**INSTRUCTIONS TO FOLLOW**
Lines with the word "outstretched" are the ones wanted. Copy each of them from the entries below.

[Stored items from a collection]
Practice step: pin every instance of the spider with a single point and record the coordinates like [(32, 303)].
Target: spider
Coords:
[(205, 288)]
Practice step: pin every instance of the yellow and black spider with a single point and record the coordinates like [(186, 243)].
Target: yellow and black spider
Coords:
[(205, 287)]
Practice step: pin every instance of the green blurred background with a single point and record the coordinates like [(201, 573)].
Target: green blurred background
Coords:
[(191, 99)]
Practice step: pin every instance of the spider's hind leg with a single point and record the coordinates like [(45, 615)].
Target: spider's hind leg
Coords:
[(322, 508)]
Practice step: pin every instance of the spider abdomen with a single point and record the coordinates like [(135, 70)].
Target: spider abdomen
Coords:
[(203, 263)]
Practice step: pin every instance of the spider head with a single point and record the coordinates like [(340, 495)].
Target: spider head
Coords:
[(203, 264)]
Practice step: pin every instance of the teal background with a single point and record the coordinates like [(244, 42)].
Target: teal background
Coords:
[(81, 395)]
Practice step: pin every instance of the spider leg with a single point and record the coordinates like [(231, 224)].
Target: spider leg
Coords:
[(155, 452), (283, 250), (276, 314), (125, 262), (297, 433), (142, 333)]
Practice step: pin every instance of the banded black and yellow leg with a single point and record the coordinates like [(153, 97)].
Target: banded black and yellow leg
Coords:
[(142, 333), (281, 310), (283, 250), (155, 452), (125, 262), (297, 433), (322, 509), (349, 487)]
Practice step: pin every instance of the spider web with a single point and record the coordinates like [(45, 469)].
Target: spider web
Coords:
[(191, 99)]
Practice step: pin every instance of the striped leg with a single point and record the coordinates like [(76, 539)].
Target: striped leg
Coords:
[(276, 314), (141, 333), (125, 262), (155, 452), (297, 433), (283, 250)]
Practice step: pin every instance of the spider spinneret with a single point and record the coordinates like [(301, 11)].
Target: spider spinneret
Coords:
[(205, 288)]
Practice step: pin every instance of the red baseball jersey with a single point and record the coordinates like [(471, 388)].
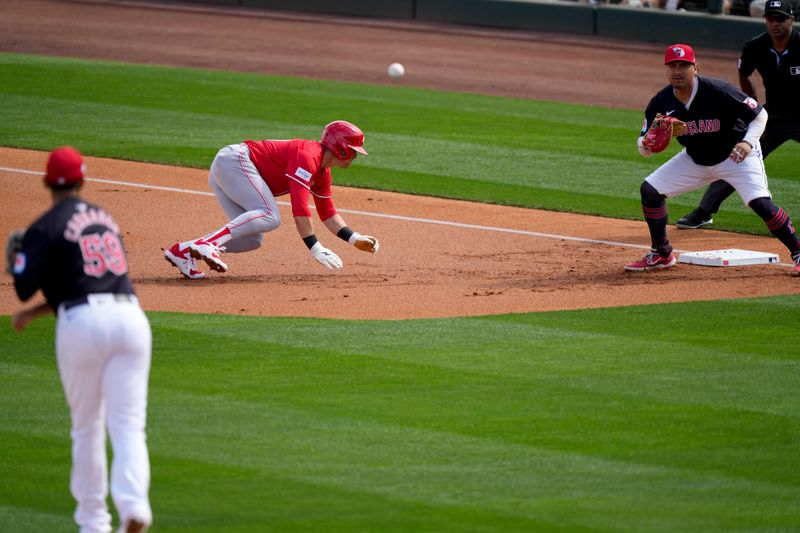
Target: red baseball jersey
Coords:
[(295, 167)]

...

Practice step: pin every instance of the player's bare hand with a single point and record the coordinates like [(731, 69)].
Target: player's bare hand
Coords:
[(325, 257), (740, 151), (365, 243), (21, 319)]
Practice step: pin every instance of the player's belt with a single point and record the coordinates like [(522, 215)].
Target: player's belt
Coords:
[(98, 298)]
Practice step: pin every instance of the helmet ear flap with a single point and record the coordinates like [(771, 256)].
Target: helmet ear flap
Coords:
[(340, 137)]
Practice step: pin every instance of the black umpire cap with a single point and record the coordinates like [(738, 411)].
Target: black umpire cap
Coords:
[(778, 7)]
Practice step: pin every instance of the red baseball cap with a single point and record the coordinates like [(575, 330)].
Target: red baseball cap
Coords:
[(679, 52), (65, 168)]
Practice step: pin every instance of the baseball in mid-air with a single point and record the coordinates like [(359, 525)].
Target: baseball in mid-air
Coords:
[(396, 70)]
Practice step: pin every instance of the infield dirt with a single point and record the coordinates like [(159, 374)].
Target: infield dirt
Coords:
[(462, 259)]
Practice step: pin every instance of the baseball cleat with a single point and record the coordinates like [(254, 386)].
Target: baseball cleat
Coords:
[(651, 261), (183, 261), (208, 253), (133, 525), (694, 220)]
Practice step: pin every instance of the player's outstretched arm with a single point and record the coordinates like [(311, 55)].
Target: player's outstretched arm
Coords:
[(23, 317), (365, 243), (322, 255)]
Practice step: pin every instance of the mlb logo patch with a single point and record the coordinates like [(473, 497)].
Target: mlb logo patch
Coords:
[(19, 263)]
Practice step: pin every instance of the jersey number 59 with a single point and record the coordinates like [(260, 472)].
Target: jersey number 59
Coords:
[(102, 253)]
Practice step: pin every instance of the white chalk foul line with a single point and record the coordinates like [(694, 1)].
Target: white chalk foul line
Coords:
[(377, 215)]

**ANSWER SPACE**
Practice step: pin every instance of the player's outstretched arm with a single point and record the coordinates like [(311, 55)].
Target: player's outstretched arm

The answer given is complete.